Records from a dataset
====
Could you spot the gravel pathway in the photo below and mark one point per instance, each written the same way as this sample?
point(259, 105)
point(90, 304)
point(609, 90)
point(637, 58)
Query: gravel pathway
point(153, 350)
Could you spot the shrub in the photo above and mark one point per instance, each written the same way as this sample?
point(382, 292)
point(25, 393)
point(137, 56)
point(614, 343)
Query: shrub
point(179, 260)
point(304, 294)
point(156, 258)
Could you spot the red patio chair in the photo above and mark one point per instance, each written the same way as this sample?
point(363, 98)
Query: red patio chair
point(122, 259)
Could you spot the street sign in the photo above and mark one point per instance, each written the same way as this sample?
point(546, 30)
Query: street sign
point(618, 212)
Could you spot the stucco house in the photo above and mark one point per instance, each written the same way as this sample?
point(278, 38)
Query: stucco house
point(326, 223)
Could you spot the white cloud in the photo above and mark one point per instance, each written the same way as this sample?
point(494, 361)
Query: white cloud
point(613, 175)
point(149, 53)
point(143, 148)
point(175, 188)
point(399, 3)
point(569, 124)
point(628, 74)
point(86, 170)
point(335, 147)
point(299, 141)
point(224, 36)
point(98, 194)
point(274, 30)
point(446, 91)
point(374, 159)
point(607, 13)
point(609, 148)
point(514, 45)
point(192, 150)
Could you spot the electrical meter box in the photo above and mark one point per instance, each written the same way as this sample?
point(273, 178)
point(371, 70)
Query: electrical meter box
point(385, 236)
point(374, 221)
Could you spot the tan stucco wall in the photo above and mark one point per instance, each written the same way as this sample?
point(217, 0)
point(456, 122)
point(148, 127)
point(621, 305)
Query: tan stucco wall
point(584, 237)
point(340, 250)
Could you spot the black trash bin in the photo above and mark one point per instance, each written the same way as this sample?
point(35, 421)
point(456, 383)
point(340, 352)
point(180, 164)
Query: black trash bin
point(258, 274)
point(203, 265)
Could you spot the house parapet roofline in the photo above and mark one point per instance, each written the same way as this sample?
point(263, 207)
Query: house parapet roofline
====
TASK DESCRIPTION: Take the entries above and return only the lines from the one with "point(90, 304)" to the one with "Could you spot the red", both included, unchanged.

TASK SOLUTION:
point(90, 304)
point(609, 90)
point(637, 58)
Query: gravel pathway
point(153, 350)
Could you spot the shrub in the photo above and mark one point per instance, each written the same way as this sample?
point(382, 292)
point(25, 393)
point(137, 56)
point(614, 343)
Query: shrub
point(179, 260)
point(304, 294)
point(156, 258)
Could you spot the red patio chair in the photo above and mark one point per instance, each written the same way as this sample?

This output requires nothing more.